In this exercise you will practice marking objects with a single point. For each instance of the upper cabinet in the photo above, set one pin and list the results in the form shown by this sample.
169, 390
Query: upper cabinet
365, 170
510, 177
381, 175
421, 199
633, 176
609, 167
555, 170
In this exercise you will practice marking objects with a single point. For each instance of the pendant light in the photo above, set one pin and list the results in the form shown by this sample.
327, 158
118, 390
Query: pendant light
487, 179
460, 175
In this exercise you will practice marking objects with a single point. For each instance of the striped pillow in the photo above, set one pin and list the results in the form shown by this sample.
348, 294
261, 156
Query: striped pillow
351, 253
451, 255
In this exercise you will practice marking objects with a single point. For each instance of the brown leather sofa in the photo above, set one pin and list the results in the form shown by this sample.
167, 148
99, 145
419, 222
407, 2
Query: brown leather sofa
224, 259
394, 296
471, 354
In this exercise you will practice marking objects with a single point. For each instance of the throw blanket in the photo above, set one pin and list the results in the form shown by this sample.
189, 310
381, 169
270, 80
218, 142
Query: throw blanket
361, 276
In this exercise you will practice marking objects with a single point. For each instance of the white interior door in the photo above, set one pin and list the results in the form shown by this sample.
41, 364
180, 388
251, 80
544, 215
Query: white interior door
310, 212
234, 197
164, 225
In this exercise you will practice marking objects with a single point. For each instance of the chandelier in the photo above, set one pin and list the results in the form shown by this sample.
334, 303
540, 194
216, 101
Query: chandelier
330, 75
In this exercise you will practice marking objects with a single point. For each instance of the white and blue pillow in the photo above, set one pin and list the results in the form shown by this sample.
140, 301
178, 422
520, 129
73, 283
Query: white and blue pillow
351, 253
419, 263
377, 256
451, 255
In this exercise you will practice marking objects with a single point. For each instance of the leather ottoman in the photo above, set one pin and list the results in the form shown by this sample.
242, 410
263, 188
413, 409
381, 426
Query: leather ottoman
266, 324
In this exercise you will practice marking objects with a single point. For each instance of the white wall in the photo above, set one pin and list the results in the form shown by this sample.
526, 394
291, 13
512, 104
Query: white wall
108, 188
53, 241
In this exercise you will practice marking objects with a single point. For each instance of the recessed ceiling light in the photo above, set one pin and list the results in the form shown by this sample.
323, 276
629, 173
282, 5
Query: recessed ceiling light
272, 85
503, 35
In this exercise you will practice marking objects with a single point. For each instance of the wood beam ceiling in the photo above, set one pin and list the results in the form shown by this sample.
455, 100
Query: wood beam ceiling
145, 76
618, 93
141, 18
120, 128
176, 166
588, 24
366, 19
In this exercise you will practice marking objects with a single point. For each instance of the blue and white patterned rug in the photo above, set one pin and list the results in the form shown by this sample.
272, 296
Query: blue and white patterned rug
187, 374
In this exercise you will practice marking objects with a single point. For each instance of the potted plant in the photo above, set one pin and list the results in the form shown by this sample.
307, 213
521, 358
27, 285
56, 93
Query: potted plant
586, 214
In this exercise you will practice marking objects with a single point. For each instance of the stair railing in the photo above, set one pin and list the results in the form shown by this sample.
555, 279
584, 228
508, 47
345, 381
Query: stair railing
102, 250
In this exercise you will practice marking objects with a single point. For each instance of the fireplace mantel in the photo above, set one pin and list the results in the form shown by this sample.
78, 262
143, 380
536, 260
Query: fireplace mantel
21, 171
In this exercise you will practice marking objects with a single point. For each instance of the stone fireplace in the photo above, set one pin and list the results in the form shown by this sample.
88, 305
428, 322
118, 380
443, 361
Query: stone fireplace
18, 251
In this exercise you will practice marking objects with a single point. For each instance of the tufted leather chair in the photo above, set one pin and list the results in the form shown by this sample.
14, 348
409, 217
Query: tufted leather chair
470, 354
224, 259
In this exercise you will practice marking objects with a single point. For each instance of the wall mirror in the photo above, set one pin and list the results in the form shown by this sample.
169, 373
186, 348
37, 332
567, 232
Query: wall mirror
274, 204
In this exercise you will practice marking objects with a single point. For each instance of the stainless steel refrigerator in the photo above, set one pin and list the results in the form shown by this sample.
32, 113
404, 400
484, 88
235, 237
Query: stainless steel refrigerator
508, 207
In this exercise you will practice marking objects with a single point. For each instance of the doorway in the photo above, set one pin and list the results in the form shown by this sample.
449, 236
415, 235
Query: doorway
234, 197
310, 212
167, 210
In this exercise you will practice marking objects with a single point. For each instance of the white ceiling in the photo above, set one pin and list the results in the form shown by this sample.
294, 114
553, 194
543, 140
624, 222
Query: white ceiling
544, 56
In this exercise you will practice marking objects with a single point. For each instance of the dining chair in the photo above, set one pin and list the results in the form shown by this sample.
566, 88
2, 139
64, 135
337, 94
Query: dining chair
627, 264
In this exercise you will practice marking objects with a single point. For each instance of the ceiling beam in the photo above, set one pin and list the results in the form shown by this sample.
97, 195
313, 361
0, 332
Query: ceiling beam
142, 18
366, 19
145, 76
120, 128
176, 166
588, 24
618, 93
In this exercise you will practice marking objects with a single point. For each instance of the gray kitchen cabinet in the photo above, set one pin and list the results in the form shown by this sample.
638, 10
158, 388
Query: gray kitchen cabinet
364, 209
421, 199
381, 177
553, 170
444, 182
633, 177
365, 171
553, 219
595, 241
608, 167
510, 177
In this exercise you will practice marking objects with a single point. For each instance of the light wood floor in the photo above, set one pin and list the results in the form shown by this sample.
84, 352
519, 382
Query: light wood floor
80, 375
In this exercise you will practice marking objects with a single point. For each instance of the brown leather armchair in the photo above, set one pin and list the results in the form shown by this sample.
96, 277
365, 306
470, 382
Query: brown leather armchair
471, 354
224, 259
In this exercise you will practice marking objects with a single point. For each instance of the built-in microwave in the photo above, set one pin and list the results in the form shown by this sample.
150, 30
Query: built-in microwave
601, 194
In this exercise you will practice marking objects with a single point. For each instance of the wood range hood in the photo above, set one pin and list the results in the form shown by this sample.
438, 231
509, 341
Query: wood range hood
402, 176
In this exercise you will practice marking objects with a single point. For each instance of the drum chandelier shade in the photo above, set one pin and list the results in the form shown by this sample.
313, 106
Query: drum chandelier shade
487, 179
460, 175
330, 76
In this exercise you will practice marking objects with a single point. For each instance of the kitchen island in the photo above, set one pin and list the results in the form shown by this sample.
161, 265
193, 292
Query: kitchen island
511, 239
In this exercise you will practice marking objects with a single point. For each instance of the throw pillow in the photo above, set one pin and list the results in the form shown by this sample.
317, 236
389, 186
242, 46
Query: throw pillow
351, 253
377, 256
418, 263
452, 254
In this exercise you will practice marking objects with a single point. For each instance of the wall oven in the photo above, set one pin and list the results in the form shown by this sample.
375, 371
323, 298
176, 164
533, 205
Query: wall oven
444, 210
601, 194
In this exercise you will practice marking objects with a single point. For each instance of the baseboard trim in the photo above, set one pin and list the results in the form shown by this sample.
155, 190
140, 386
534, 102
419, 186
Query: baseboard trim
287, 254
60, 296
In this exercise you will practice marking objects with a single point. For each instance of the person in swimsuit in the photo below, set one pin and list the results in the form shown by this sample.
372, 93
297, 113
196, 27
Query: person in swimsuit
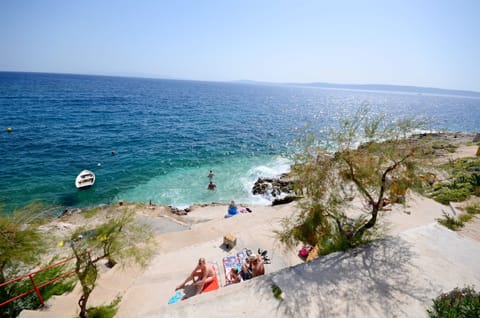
211, 186
201, 275
253, 268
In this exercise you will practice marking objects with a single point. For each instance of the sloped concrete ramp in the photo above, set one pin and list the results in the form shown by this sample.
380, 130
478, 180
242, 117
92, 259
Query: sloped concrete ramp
395, 277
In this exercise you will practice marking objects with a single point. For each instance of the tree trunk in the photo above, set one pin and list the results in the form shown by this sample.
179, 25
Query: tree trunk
82, 303
371, 223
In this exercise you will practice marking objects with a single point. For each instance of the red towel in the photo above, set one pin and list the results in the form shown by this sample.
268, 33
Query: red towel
213, 285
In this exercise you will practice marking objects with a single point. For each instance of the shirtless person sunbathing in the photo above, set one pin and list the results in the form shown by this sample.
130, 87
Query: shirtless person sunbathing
253, 268
201, 275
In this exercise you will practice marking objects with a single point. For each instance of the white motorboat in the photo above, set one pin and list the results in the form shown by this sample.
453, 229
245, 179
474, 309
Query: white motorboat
85, 179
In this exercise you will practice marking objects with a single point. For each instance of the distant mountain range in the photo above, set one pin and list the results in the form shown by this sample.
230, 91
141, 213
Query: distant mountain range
376, 87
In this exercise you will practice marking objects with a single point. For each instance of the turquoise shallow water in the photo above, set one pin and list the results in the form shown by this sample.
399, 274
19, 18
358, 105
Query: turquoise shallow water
167, 135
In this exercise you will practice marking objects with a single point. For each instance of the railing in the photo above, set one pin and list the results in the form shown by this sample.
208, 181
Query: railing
36, 288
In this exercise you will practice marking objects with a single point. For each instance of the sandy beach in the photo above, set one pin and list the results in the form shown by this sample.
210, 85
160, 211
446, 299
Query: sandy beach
394, 277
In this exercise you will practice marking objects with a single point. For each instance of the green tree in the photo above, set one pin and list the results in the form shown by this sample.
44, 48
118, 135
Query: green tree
120, 239
365, 156
21, 245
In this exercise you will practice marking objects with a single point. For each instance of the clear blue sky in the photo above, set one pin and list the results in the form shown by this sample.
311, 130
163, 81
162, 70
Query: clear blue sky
434, 43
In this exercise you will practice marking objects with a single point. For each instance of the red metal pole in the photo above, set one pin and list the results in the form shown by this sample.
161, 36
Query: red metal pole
36, 290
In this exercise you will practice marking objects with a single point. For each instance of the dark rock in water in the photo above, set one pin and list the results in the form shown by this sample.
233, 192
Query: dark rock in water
273, 187
71, 211
285, 200
178, 211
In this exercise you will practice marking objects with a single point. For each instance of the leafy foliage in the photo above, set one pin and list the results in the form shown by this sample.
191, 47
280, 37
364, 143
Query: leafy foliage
21, 244
107, 311
31, 301
458, 303
473, 209
119, 239
331, 174
465, 181
450, 222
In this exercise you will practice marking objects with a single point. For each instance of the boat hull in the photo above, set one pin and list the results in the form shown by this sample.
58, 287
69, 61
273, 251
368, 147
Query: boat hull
85, 180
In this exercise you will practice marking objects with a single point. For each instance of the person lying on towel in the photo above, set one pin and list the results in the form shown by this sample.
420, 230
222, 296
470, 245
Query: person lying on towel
253, 268
201, 275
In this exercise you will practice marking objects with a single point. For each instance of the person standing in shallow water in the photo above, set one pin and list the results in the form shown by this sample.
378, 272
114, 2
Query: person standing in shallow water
211, 186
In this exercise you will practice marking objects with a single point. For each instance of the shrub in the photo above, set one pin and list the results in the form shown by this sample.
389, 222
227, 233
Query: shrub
446, 195
473, 209
107, 311
464, 218
458, 303
450, 222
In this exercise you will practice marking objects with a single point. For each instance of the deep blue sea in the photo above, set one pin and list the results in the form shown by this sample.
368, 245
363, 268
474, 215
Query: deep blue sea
167, 135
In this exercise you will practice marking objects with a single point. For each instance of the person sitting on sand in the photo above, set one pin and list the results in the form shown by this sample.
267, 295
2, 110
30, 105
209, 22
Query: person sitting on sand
233, 277
211, 186
201, 275
253, 268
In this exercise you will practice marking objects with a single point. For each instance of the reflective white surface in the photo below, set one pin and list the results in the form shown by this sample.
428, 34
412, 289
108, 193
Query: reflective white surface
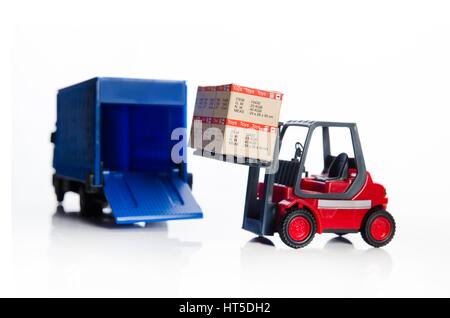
61, 254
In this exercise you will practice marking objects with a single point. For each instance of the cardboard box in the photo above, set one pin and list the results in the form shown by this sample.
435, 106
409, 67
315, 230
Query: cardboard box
236, 121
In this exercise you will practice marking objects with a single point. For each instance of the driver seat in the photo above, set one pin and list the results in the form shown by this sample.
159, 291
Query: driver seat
338, 169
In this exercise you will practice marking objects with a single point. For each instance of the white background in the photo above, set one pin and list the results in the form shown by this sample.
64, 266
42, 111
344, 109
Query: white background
382, 64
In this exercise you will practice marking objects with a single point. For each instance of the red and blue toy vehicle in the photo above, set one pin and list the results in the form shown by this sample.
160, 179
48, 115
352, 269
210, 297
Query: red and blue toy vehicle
341, 199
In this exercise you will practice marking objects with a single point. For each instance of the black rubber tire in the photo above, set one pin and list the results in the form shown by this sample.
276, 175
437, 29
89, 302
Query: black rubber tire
283, 228
91, 205
365, 228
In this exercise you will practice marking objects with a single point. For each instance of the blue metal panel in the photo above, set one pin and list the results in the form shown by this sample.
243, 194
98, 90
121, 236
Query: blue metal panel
145, 197
75, 128
143, 92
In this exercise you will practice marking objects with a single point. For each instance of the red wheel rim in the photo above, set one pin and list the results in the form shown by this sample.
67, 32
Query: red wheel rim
299, 228
380, 229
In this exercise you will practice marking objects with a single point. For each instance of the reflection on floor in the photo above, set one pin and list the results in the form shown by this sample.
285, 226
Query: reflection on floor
85, 250
338, 263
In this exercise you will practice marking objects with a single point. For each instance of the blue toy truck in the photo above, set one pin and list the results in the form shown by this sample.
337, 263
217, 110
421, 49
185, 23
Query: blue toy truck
113, 146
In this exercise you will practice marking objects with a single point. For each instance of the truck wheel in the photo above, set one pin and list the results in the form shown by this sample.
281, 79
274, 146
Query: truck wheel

> [Short problem] From the line containing "of the black" down to the final line of the data, write out every line exactly; both the first and last of these belong in your answer, and nothing else does.

> [Written reply]
In this exercise you will practice marking objects with a single point. For each instance of the black rubber tire in the photo above, set one pin and list the results in the form shown by this sample.
276, 175
437, 29
89, 302
Query: black rubber tire
283, 228
91, 205
365, 228
In this exercise you will practice marking objects with a single point. For each instance of the blue metal panel in the photo above, set one pin and list the results in the form shown by this sample.
243, 194
98, 90
121, 236
Query: blue metal panel
145, 197
75, 128
143, 92
In this exercise you will practice marking objects with a single point. For each instance of the red wheel rim in the photo above, set one pin and list the results in the form shown by this sample.
67, 32
Query: red wheel rim
299, 228
380, 229
In this exercise you will practice marking objects with a single point. For each instance of the reflection on floor in the photo above, set one pin and list the results in the form shown by this sample.
285, 226
Query: reflection on floor
85, 250
338, 263
In this exercise you will practice marking objects with a single point. For each instance of the blue toy truck in the photo above, set one pin and list the results in the form shown by this sample.
337, 263
217, 110
421, 49
185, 23
Query: blue toy truck
113, 146
In this exercise you will practice marking objects with a single point. For each instance of the truck wheel in the photo above, set one pin and list the results in the form shown by this sample.
281, 79
274, 146
Query: truck wheel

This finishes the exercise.